Input records —
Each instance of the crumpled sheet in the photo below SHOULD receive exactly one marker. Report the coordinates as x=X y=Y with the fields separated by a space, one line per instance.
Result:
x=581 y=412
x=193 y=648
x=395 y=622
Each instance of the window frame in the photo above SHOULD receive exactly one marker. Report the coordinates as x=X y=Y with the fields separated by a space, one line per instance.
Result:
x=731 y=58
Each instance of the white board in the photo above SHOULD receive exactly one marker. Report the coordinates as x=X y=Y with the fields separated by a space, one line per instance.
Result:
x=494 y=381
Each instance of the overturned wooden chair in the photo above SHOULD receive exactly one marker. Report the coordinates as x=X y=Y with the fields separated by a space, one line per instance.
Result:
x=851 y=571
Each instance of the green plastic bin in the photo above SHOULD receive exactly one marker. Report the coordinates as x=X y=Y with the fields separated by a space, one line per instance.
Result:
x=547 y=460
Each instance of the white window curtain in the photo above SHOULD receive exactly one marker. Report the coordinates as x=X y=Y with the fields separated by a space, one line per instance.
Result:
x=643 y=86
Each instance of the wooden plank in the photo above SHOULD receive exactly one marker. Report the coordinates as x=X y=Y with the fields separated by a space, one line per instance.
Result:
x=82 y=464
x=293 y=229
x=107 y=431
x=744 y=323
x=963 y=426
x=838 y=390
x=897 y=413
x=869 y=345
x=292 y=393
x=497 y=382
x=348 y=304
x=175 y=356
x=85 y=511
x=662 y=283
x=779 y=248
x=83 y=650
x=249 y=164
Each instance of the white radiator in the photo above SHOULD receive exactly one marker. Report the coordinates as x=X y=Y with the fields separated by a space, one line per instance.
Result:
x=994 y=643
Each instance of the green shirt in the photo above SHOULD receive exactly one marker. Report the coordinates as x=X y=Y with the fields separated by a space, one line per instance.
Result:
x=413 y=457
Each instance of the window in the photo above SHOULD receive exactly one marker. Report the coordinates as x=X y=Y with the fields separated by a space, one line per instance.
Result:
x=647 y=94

Exercise requirements — Line count for the string "green": give the number of lines in the listing that hold it, with no other output.

Answer to the exercise — 2